REQUIRED WORK>
In the listing below, rewrite the stretch from the line containing "Within the image above, at what position is the white paper" through the line containing "[0,70,167,282]", replacing "window frame" with "window sill" and leaving everything else unchanged.
_ _ _ _ _ _ _
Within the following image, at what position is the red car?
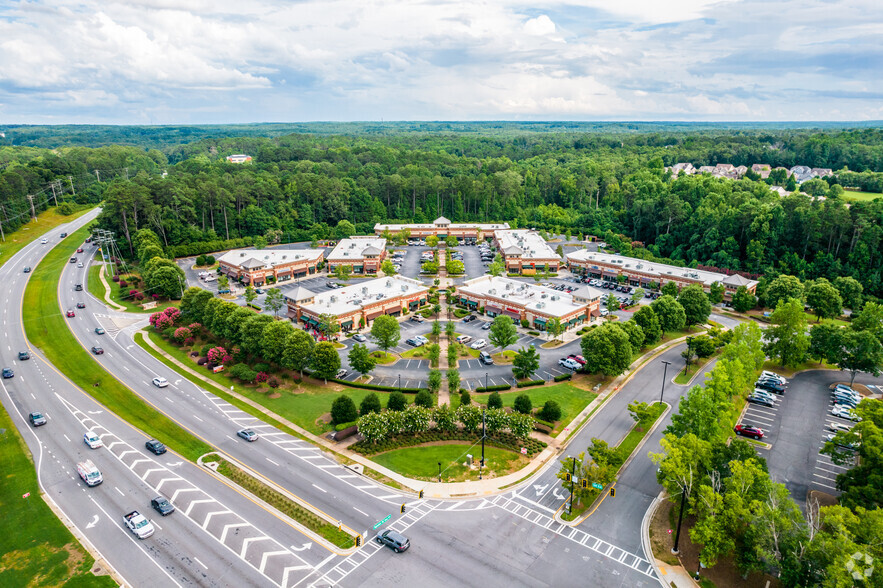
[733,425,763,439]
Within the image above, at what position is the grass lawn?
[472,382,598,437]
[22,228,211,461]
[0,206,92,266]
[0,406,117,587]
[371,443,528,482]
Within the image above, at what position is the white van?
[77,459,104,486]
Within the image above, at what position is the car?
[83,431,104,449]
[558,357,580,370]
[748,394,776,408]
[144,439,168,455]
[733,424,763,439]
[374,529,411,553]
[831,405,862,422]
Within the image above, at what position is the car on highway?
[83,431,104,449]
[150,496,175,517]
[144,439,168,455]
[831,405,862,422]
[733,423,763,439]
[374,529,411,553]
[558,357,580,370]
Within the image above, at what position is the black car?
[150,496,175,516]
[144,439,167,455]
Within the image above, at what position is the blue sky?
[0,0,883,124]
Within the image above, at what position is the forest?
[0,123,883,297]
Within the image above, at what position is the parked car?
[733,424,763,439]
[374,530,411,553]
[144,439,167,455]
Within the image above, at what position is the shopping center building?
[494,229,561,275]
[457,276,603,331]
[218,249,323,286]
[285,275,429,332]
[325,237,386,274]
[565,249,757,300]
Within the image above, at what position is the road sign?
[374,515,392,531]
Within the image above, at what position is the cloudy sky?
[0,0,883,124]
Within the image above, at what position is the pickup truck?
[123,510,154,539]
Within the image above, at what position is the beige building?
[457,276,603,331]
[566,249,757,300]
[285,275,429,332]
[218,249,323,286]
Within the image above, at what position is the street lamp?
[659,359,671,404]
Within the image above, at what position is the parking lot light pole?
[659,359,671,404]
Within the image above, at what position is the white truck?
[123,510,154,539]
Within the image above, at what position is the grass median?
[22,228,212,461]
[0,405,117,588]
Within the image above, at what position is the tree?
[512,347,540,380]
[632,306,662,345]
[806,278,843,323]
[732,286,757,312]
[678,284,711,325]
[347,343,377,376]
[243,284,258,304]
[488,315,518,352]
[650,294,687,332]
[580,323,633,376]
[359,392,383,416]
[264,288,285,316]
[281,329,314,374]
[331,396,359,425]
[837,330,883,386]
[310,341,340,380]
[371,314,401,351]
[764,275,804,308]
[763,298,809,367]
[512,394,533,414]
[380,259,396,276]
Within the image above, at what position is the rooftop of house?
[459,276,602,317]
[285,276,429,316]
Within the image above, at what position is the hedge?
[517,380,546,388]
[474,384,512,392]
_ _ _ _ _ _ _
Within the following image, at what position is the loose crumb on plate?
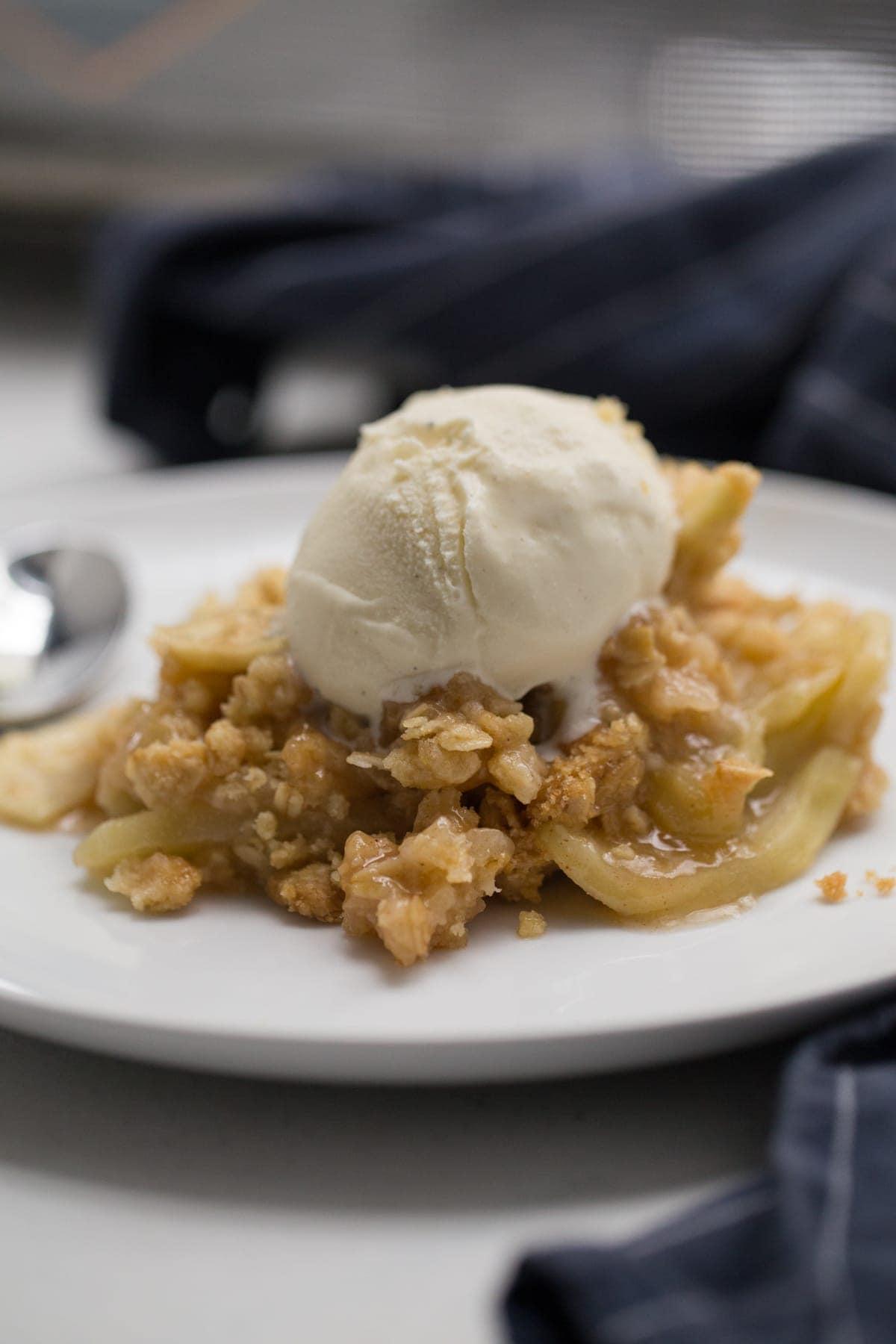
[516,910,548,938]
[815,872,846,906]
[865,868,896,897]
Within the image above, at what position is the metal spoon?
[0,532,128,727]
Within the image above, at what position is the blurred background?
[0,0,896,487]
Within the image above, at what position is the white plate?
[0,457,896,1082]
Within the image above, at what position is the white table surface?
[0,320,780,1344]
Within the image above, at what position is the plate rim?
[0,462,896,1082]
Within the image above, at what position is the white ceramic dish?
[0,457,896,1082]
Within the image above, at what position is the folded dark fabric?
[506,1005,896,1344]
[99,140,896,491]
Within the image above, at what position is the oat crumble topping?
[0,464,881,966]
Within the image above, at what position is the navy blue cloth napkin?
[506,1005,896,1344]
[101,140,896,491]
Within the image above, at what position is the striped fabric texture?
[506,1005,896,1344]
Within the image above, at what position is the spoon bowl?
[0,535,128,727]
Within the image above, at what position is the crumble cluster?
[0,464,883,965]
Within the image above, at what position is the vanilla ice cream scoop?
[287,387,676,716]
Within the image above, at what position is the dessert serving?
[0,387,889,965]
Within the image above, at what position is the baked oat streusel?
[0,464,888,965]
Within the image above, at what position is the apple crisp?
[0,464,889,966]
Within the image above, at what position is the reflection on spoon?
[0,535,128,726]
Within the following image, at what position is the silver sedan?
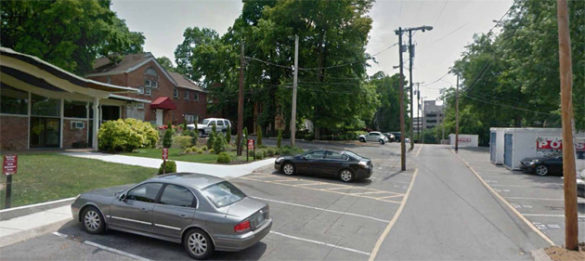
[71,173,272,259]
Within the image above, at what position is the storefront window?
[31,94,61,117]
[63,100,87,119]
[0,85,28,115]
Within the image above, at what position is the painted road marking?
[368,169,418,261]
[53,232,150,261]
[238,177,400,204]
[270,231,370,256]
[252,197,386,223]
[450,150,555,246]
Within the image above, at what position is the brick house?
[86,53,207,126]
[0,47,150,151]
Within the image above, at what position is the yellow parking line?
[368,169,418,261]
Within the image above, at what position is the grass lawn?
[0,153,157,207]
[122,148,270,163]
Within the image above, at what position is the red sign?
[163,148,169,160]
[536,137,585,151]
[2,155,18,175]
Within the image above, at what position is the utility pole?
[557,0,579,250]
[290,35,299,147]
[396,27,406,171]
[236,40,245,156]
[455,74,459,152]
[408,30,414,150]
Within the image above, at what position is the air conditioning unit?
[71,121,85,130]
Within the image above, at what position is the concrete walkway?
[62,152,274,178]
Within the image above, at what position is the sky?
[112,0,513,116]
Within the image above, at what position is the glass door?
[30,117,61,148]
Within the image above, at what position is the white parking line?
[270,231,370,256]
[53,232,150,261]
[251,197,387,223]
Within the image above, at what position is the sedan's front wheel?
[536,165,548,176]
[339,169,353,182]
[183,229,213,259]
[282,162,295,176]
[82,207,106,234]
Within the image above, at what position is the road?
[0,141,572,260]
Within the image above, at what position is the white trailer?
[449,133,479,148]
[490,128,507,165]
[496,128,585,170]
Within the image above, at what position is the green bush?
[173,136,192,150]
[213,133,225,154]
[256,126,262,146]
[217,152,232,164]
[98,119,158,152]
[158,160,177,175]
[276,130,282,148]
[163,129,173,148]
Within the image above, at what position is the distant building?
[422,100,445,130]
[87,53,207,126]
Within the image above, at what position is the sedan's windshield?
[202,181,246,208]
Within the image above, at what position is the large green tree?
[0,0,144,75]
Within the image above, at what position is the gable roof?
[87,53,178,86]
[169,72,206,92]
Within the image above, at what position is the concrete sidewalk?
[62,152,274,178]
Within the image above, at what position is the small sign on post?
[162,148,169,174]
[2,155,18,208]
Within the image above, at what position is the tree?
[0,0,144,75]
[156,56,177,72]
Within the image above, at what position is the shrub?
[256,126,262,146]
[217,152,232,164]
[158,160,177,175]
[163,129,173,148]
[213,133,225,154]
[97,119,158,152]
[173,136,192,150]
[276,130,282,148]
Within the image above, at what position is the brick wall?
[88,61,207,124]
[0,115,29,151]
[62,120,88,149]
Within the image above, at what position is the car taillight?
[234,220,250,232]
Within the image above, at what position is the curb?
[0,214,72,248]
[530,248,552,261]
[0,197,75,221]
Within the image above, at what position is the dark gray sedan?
_ _ _ _ _ _ _
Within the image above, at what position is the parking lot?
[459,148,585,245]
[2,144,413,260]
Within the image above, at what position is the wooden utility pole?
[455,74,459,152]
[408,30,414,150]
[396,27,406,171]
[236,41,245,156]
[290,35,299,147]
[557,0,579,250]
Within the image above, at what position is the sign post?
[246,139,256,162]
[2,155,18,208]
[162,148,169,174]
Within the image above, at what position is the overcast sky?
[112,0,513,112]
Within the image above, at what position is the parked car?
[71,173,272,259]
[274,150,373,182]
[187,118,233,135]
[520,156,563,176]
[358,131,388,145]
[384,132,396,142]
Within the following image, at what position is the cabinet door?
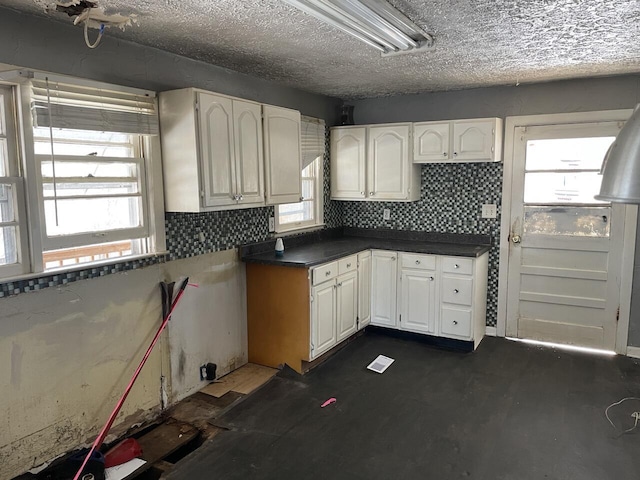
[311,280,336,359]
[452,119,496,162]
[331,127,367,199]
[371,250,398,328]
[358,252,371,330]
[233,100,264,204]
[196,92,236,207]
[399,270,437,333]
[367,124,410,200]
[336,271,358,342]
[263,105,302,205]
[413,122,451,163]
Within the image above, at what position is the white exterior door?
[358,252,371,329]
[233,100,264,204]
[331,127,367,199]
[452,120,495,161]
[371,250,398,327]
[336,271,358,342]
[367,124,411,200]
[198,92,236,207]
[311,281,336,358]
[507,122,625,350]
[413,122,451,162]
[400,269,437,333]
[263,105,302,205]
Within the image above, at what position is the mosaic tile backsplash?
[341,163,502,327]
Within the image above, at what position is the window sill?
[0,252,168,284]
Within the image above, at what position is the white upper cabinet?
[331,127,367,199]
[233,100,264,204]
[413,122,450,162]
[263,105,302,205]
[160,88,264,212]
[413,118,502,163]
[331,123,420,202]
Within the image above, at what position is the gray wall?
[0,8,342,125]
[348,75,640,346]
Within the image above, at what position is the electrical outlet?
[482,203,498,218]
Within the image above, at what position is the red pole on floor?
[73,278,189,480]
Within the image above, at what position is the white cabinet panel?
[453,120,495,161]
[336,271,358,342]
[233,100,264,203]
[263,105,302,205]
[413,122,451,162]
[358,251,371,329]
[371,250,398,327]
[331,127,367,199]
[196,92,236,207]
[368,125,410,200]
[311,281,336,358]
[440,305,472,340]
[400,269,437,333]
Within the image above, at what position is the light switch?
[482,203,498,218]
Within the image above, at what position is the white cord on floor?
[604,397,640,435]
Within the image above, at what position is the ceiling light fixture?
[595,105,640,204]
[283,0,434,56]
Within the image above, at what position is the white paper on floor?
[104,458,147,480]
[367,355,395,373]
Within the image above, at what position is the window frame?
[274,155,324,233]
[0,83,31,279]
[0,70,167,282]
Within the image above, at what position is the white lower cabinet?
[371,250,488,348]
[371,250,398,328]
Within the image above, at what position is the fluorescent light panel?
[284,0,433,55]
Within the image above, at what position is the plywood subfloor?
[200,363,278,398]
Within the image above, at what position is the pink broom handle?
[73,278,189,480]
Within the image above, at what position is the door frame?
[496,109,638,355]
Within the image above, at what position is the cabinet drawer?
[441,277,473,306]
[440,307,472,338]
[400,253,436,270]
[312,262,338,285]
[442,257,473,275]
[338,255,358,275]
_ _ _ _ _ _ _
RESPONSE TO THE TASK>
Within the image above, at what position is the white paper on floor?
[104,458,147,480]
[367,355,395,373]
Within the image above, at what position is the window sill?
[274,155,324,233]
[0,83,31,279]
[0,70,167,282]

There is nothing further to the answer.